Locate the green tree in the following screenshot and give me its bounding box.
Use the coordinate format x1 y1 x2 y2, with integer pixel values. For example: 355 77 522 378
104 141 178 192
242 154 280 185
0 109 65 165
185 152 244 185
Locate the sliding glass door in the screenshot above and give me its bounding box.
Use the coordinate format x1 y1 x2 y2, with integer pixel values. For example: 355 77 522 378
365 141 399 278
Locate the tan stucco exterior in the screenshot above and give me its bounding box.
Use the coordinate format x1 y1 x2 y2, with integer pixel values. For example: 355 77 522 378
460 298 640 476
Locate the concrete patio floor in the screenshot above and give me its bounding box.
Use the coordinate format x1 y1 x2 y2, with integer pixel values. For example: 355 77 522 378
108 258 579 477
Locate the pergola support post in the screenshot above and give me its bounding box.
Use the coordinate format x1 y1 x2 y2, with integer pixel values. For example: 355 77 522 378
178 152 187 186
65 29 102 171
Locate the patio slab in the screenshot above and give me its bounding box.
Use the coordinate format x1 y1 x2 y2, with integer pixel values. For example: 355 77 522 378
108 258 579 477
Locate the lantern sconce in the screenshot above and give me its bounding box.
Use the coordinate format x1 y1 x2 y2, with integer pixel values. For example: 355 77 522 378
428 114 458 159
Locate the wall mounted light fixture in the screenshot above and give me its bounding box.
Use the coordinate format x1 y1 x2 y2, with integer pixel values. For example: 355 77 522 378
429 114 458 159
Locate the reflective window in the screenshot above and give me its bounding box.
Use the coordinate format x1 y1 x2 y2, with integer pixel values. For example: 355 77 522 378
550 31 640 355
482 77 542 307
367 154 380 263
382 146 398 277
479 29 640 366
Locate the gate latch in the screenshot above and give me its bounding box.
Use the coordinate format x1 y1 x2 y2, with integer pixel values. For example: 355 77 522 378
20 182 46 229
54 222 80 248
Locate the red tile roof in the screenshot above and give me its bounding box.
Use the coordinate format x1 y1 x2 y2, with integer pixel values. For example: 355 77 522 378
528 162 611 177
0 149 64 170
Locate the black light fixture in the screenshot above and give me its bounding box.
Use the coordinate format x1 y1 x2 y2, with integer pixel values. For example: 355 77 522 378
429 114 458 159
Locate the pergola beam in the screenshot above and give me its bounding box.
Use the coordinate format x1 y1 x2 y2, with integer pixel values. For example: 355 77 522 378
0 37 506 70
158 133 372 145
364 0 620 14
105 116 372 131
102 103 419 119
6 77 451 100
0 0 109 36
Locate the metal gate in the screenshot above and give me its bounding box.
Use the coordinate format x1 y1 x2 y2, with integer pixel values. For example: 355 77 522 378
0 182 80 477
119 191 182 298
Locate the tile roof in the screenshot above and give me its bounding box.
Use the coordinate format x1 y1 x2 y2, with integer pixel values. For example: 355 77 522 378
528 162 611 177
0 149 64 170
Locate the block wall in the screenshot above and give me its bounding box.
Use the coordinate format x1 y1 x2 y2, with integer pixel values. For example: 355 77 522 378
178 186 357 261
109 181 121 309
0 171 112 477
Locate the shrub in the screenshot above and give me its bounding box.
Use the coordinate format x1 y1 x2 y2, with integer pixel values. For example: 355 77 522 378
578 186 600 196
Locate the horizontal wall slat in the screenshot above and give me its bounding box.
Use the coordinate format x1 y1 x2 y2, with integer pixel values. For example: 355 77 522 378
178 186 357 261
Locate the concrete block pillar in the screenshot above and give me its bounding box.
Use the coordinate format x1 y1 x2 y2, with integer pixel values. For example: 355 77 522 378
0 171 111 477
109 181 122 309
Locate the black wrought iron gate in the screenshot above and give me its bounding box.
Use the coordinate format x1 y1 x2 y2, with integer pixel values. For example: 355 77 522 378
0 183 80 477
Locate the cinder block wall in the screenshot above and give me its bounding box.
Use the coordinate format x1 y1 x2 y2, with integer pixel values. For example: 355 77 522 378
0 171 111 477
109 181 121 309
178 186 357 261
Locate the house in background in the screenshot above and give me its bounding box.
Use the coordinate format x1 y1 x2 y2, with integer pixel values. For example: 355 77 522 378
○ ○ ○ ○ ○ ○ ○
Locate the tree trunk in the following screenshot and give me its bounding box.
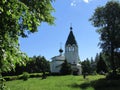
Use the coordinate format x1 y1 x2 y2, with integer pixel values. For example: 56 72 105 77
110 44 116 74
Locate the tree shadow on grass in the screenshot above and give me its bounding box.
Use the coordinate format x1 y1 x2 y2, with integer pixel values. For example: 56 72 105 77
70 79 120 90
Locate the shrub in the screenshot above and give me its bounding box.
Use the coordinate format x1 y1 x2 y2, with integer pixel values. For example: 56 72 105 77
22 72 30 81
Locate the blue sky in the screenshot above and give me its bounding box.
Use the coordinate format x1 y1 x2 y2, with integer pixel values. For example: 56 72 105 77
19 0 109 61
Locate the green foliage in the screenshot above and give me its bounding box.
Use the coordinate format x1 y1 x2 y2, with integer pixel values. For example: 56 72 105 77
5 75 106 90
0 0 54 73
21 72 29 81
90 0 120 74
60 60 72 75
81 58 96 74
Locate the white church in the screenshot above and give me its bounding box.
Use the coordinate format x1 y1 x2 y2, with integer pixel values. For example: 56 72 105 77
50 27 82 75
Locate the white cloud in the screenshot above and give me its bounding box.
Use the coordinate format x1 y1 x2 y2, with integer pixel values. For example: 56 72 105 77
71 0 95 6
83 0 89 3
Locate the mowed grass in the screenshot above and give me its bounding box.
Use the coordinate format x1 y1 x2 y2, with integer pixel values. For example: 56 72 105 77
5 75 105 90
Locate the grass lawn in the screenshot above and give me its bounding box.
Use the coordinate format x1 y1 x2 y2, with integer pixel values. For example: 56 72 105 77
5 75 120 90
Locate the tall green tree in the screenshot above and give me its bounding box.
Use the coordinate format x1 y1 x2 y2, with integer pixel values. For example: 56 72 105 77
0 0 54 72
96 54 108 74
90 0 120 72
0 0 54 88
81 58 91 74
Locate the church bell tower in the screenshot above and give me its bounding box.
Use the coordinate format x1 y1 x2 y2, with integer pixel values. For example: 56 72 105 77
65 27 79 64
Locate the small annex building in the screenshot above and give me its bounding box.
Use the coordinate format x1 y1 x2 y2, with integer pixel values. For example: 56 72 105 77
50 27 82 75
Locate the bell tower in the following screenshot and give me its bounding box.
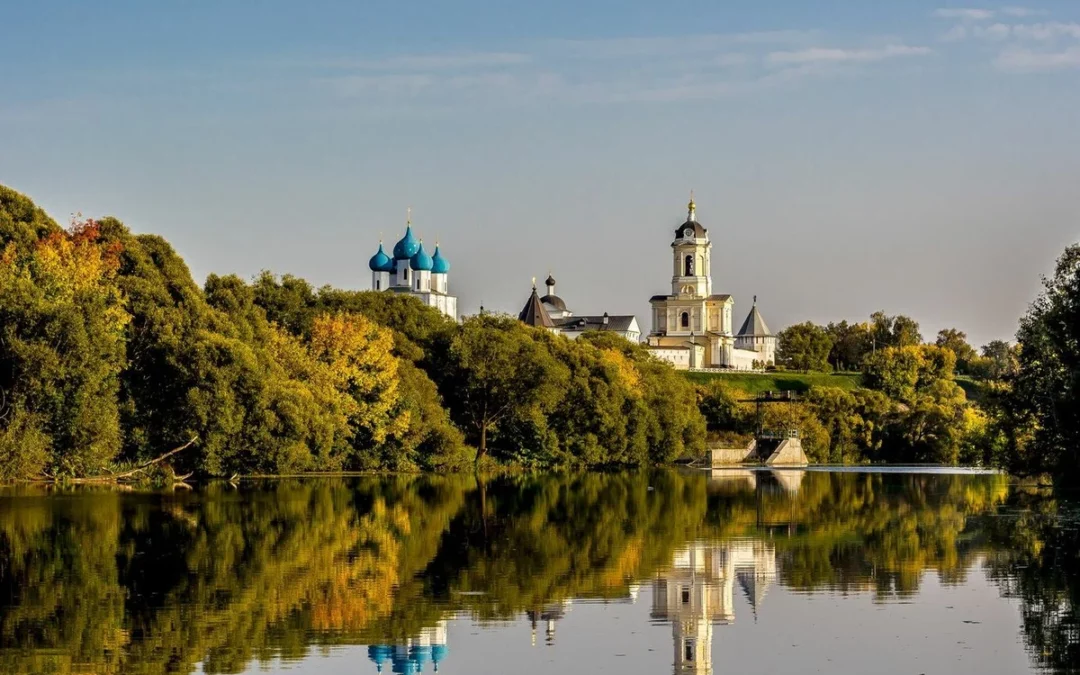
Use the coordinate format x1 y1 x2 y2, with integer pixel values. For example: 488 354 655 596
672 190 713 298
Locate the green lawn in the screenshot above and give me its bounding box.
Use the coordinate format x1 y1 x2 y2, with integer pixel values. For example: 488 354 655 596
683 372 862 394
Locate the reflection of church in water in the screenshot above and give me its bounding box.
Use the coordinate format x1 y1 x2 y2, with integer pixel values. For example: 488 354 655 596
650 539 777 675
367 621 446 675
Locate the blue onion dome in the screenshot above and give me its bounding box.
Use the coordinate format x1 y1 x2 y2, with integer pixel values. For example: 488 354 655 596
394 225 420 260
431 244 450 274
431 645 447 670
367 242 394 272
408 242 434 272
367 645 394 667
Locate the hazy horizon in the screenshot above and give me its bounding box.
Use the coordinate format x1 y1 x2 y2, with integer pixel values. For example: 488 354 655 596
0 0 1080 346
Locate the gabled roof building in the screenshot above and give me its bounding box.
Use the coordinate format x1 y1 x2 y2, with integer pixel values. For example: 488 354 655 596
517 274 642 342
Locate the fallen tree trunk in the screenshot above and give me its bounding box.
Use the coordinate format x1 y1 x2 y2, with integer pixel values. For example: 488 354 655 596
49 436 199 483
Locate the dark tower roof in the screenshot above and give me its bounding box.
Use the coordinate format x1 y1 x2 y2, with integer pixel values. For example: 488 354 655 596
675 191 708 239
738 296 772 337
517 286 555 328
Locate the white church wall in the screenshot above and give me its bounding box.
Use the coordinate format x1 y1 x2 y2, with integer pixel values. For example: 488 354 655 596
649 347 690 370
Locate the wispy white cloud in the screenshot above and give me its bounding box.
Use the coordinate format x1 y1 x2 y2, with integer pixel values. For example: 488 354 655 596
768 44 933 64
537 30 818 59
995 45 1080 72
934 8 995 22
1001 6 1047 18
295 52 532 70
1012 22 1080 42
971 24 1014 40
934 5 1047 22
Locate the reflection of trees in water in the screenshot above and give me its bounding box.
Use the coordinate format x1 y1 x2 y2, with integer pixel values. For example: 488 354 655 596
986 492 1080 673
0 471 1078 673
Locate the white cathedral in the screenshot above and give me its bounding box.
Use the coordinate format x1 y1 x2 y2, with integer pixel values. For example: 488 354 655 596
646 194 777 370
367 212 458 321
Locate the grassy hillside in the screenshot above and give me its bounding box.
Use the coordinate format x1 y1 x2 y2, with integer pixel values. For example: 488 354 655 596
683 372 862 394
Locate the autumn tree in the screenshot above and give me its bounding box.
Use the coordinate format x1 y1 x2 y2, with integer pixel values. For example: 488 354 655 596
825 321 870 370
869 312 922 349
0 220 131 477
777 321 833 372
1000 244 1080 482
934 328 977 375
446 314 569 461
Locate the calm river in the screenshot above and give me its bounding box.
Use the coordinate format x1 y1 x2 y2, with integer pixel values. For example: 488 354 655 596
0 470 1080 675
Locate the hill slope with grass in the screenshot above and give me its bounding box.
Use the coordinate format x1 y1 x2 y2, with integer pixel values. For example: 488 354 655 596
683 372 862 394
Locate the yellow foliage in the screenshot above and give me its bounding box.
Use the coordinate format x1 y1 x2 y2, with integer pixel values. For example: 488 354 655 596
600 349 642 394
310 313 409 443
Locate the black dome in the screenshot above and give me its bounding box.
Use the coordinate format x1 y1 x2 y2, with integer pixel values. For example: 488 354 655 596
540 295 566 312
○ ○ ○ ○ ○ ○ ○
■ WRITTEN REQUEST ■
Can you print, word for word, the lines above from the one with "Locate the black light" up to and including the one with "0 171 112 477"?

■ RESULT OF THE TASK ■
Locate the black light fixture in the screenshot above and give me its bounding box.
Use the coordinate format x1 y1 x2 y2, with integer pixel values. For example: 355 77 522 378
429 114 458 159
Locate the pergola beam in the screenshot above and give me its bounding box.
Use the coordinate format x1 y1 x2 y2, with integer pixel values. For example: 355 77 522 378
0 37 506 70
158 133 372 145
364 0 620 14
105 116 372 131
102 103 419 119
6 77 451 100
0 0 109 36
Locate the metal gate in the screenshot above and give me its bounding box.
Use the coordinate format x1 y1 x2 y2, with integer pixel values. For example: 355 77 522 378
0 182 80 477
119 191 182 298
Locate the tile roof in the screenshot above and give me its bounding box.
Use the coordinate format x1 y1 x2 y2, with integer pixel values. For example: 355 77 522 378
528 162 611 177
0 149 64 170
Locate the block wall in the screenshot above and give me its bounding box.
Use the coordinate format x1 y1 x2 y2, with integer pixel values. For example: 355 77 522 378
178 186 357 261
109 181 121 309
0 171 112 477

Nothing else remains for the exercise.